Include in the output the line containing "Exercise. Spot the gray" and each subsequent line of the records, through the end, transcribed exactly. Add nothing else.

- [INFORMATION SHOWN]:
◆ ◆ ◆ ◆

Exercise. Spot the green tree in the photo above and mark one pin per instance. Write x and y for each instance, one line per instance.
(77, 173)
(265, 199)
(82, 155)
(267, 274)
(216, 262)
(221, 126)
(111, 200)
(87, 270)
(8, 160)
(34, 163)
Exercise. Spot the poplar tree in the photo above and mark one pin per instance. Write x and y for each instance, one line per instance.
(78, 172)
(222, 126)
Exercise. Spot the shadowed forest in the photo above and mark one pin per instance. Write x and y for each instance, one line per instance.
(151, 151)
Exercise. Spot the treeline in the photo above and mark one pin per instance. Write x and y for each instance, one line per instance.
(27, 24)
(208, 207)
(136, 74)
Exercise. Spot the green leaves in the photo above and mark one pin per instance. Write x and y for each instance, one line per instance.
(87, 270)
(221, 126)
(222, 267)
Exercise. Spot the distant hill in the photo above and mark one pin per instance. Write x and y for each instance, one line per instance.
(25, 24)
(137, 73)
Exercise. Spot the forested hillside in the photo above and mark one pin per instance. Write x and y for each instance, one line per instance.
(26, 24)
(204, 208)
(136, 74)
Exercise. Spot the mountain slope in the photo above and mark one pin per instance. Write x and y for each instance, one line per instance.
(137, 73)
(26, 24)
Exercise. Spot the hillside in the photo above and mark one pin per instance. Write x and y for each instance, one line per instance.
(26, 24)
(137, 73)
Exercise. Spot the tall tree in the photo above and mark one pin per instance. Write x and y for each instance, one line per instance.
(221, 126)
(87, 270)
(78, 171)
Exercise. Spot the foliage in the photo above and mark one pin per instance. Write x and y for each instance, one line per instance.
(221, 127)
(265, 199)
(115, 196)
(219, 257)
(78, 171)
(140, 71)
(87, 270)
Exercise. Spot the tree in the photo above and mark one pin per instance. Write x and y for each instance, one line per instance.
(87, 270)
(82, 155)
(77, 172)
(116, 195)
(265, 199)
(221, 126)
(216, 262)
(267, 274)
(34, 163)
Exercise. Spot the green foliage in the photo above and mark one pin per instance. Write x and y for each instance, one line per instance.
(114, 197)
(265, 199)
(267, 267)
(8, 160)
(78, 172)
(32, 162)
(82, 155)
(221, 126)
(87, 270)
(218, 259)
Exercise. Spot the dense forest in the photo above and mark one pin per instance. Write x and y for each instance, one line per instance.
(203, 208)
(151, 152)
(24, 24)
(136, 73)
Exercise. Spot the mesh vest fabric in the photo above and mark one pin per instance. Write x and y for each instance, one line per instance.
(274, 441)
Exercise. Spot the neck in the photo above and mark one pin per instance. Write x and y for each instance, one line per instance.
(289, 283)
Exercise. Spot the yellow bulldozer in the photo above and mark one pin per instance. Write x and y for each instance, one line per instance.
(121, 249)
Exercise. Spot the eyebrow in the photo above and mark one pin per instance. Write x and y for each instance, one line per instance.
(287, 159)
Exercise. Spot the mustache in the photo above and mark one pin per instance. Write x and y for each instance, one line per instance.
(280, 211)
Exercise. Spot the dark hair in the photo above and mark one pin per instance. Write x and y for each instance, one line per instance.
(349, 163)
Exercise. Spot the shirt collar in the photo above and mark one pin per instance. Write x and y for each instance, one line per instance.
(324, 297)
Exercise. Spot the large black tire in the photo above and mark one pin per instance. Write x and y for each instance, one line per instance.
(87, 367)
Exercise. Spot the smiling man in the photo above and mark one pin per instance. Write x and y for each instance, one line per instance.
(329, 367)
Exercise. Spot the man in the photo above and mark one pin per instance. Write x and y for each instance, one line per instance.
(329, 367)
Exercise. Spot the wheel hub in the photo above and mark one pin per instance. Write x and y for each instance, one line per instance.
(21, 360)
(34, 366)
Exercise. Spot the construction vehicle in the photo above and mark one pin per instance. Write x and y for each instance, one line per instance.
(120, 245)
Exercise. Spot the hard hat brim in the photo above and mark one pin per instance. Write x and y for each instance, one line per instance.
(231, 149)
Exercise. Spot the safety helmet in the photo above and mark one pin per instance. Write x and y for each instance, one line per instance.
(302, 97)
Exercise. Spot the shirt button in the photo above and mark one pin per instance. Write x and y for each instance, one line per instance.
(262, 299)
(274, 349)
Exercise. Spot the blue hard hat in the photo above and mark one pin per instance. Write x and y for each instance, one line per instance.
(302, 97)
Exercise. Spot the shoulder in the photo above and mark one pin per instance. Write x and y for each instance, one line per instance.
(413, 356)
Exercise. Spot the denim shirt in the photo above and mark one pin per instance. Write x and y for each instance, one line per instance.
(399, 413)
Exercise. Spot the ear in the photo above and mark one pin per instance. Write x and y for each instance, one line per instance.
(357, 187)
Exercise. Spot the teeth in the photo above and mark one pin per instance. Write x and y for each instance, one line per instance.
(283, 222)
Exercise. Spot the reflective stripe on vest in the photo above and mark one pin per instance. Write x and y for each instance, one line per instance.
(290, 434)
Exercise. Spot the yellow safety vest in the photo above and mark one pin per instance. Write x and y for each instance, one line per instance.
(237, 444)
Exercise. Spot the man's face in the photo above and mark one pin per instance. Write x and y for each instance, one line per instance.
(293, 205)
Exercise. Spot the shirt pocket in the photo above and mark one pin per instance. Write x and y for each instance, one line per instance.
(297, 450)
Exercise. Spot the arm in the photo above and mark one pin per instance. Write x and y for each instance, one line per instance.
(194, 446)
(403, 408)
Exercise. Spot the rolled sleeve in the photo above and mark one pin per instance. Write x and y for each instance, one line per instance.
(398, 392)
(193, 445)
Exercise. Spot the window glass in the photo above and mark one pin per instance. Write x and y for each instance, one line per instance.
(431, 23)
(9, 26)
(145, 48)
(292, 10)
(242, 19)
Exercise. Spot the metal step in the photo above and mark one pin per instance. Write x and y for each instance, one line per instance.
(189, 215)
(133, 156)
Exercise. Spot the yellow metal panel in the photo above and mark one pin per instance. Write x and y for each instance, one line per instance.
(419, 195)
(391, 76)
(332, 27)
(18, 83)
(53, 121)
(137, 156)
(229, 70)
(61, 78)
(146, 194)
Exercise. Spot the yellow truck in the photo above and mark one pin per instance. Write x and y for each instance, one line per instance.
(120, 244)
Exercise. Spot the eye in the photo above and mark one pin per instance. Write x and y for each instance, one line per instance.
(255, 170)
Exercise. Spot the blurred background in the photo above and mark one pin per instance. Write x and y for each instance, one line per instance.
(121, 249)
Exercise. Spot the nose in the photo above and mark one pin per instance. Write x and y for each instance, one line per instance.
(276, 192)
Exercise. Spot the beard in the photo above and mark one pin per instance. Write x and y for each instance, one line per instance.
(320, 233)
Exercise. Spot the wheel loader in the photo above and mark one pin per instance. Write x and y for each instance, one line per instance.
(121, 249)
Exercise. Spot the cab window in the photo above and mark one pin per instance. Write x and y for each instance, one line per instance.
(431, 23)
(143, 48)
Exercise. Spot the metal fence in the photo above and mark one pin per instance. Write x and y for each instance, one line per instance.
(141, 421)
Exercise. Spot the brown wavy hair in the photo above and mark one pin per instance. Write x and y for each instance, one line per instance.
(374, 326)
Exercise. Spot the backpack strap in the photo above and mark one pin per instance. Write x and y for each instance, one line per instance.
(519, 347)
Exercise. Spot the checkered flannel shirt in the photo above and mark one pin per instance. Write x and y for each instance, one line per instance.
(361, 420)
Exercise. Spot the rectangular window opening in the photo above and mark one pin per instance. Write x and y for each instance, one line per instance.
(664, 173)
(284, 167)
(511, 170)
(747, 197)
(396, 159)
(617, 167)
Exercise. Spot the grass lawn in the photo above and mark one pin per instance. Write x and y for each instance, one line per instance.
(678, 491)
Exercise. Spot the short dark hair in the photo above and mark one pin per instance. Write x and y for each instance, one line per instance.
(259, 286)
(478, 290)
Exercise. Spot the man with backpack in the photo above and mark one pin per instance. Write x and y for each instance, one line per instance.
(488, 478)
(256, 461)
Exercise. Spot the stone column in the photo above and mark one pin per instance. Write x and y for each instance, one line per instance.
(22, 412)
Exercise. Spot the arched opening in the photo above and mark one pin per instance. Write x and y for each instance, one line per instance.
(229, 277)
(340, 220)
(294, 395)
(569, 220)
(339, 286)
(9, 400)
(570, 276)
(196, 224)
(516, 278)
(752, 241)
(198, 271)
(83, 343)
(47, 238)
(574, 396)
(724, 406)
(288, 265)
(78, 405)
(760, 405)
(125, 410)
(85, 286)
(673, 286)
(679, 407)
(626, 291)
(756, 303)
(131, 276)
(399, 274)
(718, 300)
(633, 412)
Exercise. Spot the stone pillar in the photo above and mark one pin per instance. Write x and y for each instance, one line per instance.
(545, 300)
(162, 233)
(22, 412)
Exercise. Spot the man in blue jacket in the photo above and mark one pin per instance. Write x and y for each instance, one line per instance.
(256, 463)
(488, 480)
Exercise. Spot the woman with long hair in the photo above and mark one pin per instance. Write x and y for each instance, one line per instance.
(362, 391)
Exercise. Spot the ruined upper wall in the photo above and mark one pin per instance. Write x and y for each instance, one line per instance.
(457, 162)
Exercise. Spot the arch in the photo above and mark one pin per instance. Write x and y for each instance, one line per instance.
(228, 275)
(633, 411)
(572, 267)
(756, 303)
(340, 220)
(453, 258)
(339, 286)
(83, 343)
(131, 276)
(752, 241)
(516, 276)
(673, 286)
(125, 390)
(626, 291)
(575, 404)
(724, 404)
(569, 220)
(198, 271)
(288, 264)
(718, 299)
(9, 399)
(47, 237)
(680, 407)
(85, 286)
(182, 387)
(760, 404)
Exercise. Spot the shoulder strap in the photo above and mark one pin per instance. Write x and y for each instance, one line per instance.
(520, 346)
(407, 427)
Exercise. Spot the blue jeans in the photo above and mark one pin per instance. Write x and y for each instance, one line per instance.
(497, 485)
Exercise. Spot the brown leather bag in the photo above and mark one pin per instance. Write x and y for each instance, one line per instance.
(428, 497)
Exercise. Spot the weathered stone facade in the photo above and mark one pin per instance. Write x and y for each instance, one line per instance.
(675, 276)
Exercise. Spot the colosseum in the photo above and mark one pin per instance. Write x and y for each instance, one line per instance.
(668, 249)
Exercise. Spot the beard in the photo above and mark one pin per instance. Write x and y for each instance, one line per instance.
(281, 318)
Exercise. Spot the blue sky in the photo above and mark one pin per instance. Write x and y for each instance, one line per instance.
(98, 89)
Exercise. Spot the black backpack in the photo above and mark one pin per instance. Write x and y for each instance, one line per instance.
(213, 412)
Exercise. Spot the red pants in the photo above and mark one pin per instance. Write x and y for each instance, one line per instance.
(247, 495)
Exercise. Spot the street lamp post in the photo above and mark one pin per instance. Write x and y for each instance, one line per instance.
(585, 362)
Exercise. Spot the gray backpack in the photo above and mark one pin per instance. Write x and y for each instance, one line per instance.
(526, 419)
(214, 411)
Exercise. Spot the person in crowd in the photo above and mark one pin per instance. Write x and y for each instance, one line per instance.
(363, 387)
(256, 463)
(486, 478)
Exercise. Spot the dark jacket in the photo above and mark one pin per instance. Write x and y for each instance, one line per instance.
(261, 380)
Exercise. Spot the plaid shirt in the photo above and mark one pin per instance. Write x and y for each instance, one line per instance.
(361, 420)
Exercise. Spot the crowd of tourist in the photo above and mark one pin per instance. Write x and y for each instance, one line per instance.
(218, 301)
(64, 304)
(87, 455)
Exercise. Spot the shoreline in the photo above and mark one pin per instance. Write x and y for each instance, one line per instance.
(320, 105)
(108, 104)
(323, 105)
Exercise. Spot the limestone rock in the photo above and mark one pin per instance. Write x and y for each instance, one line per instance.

◆ ◆ ◆ ◆

- [SOLUTION TO THE PROBLEM]:
Exercise. Spot the gray backpack in the photo above and mark one pin per instance. Write x and y for each instance, one line per instance.
(526, 419)
(214, 411)
Exercise. Spot the person in crowd in the photo above and mark one pin per instance. Write x and y for each instance, one line per instance.
(363, 387)
(256, 463)
(486, 478)
Exercise. Spot the dark jacket in the photo above and mark one pin per instance. Write x and y for each instance, one line per instance.
(261, 380)
Exercise. Spot the plaid shirt in the photo above and mark one pin per instance. Write x and y for each instance, one line per instance.
(361, 420)
Exercise. Spot the crowd of tourist in the photo above and mark one pin per instance. Write x and y for each instance, one line per instance.
(218, 301)
(64, 304)
(87, 455)
Exercise. Spot the shoreline in the photo above and mark one pin per instance. Write x and y for each instance, one line per instance.
(320, 105)
(108, 104)
(323, 105)
Exercise. Spot the limestone rock in the photo above and mark one pin per instance. Write x and y for each instance, one line per instance.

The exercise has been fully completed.